Point localization data:

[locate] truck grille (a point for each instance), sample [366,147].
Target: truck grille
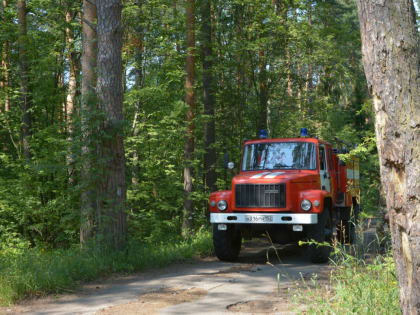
[260,195]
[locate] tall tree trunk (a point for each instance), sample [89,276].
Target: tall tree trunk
[71,91]
[24,89]
[138,71]
[4,84]
[187,224]
[111,217]
[309,75]
[87,113]
[263,94]
[208,96]
[391,57]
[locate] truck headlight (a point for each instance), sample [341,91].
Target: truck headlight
[306,205]
[222,205]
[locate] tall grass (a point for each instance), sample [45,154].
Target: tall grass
[34,272]
[363,281]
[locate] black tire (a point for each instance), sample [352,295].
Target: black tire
[227,244]
[320,233]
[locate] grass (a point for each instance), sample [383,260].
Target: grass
[35,272]
[363,281]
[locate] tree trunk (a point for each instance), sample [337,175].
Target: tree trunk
[187,224]
[5,66]
[110,215]
[309,75]
[24,89]
[263,94]
[391,57]
[208,96]
[87,112]
[71,91]
[138,70]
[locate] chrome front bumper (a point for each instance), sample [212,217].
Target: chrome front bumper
[264,218]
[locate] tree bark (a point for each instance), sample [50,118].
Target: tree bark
[309,75]
[208,96]
[263,94]
[187,224]
[71,91]
[111,216]
[87,112]
[391,57]
[4,84]
[138,70]
[24,89]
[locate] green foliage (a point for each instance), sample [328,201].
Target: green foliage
[28,271]
[298,64]
[356,287]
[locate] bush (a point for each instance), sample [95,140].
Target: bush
[360,283]
[34,271]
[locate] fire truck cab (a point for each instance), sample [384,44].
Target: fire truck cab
[291,189]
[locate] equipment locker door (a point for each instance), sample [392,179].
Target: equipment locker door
[323,169]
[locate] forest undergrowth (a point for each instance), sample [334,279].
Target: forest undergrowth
[362,281]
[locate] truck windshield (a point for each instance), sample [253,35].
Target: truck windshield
[279,155]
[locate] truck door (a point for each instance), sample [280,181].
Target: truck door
[323,169]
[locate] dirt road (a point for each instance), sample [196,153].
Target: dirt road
[205,286]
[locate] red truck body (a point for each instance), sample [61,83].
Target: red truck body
[291,188]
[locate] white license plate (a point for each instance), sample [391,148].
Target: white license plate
[259,218]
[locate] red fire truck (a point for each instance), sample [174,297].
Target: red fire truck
[291,188]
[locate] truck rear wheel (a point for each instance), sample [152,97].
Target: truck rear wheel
[320,233]
[227,243]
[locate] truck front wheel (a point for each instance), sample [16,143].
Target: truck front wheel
[227,243]
[320,233]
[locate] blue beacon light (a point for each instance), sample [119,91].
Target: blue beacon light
[303,132]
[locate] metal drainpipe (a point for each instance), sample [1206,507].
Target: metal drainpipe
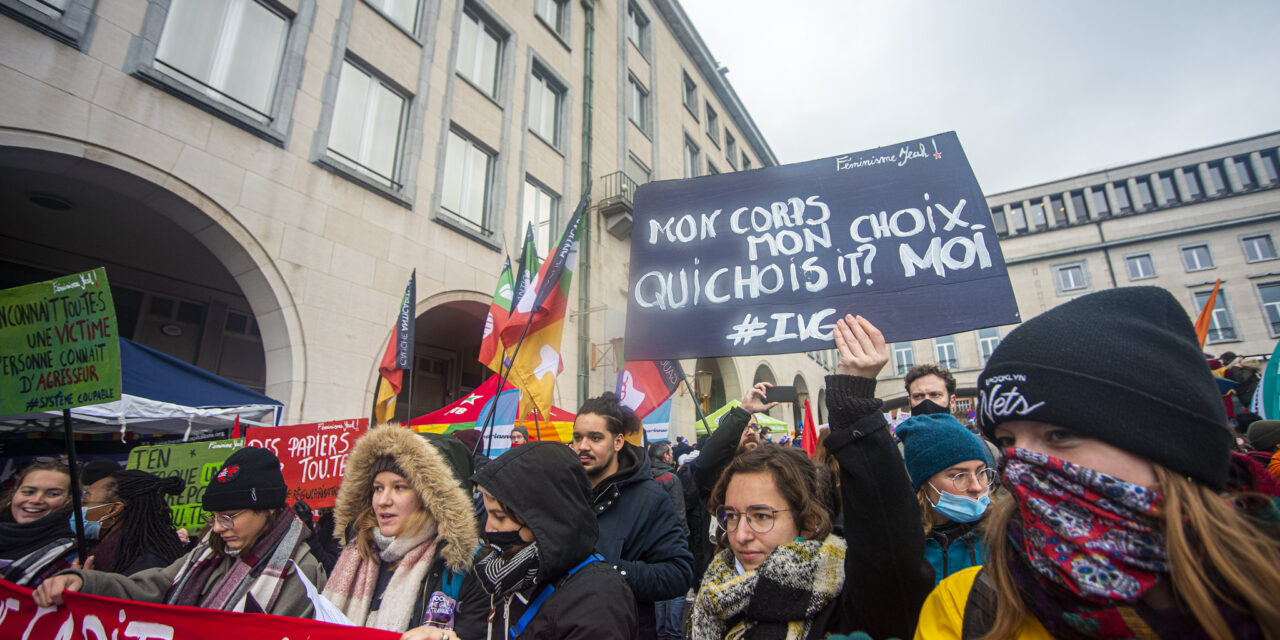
[584,247]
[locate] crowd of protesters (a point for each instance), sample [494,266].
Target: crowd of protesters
[1084,502]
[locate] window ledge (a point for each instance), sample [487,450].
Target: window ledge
[483,92]
[164,82]
[341,169]
[452,222]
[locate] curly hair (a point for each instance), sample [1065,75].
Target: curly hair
[918,371]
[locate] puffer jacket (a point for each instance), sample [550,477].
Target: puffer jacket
[640,535]
[434,474]
[544,485]
[952,548]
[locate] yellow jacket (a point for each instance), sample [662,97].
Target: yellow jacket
[942,615]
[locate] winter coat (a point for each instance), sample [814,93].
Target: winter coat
[434,472]
[952,548]
[152,585]
[944,612]
[664,475]
[544,485]
[640,535]
[887,577]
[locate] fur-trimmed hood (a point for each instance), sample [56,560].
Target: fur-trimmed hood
[430,476]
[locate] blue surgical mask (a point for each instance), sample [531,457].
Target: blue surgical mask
[92,528]
[961,508]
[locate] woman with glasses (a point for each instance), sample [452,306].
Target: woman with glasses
[784,574]
[952,481]
[36,538]
[126,512]
[254,558]
[408,528]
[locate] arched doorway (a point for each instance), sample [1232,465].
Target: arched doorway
[187,279]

ABOUT THIS EXERCISE -
An exact transcription of the data above is needed, without the pictures.

EXERCISE SOLUTION -
[locate] truck grille (a point for each instance), sample [366,147].
Target: truck grille
[260,195]
[locate] tall tree trunk (a point for each instance), sample [89,276].
Target: tall tree trunk
[71,91]
[24,89]
[138,71]
[4,84]
[187,224]
[111,217]
[309,75]
[87,113]
[263,94]
[208,96]
[391,57]
[locate] truck headlight (a point for each instance), sample [341,91].
Target: truck headlight
[306,205]
[222,205]
[locate] tall grass (a point for each instance), sample [45,154].
Target: tall grass
[34,272]
[363,281]
[locate] black tire (a point for each instance), sample [352,295].
Target: black tire
[227,244]
[320,233]
[locate] grass (a point for each instance), sample [383,260].
Target: grass
[35,272]
[363,281]
[locate] tree trunk (a point for each instance), sample [337,175].
Target: tree trunk
[187,224]
[5,66]
[110,215]
[309,75]
[24,89]
[263,94]
[391,57]
[208,96]
[87,112]
[71,91]
[138,70]
[locate] chrome front bumper (a point for each instance), sample [212,217].
Target: chrome front bumper
[264,218]
[locate] tree bark (a point for each instance), sample [50,118].
Target: tree bark
[309,75]
[208,96]
[263,94]
[187,224]
[71,91]
[111,216]
[87,112]
[391,57]
[4,84]
[138,70]
[24,89]
[locate] green foliage (a point for each instance), sample [328,201].
Target: green foliage
[28,271]
[298,64]
[356,287]
[locate] bush (a point for each instance), sample [95,140].
Target: bush
[360,283]
[34,271]
[locate] fire truck cab (a point for each instance), sample [384,44].
Target: fire truck cab
[291,189]
[locate] equipment locker door (a point for each instance), sample [392,179].
Target: equipment locker door
[323,169]
[locate] forest undergrowth (a point for each instance), sample [334,279].
Target: forest undergrowth
[362,281]
[locate] truck windshield (a point for each instance), sample [253,35].
Target: truck windshield
[279,155]
[locate] truck door (a point for each instance), sample [280,181].
Target: truck door
[323,169]
[locate] dirt road (a point for each instance), sample [196,153].
Target: dirt road
[205,286]
[locate] red truck body (a point for each instance), sample [61,83].
Target: red truck body
[291,188]
[locate] white license plate (a point for each instance), sample [391,148].
Target: white license plate
[259,218]
[locate] red fire truck (a point for each instance), sample [174,297].
Target: red fire truck
[291,188]
[locate] truck rear wheel (a point for each instance), sample [152,97].
Target: truck rear wheel
[320,233]
[227,243]
[locate] truck front wheel (a point for each instance), sample [16,143].
Target: truck front wheel
[227,243]
[320,233]
[locate] blue beacon light (a point for each instance), sample [119,91].
Target: blue beacon light
[303,132]
[locate] metal drainpipe (a point for each instance), sample [1206,507].
Target: metal drainpipe
[584,247]
[locate] crowd of protesters (a point for each instance), sample [494,266].
Target: crowd of protesters
[1084,502]
[locate] window ledge (a point for each instance), sample [487,450].
Target: window ledge
[483,92]
[164,82]
[341,169]
[452,222]
[locate] curly hair (a point for each instance), sample [1065,75].
Target: curly hair
[918,371]
[locate] puffer jacket (a point for each instance), sample [550,477].
Target: puffer jacket
[640,535]
[434,474]
[544,485]
[952,548]
[locate] yellow jacket (a point for each instance), sample [662,97].
Target: yellow jacket
[942,615]
[locate] winter coat (a point for each instance), sample [814,93].
Target: winter coat
[434,472]
[952,548]
[152,585]
[944,612]
[664,475]
[544,485]
[640,535]
[887,577]
[locate] fur-trimmed hood (a point for each instance), sample [56,560].
Target: fur-trimmed hood
[430,476]
[locate] blue surgical mask (a point for each instance), sample [531,457].
Target: blue surgical mask
[92,528]
[961,508]
[locate] woman with glasses (a point for each instance), sample [452,306].
Target: woman with glasses
[784,574]
[952,481]
[36,538]
[126,512]
[254,558]
[408,528]
[locate] arched doorway (a point for each instance), sample [1232,465].
Target: arched doorway
[187,279]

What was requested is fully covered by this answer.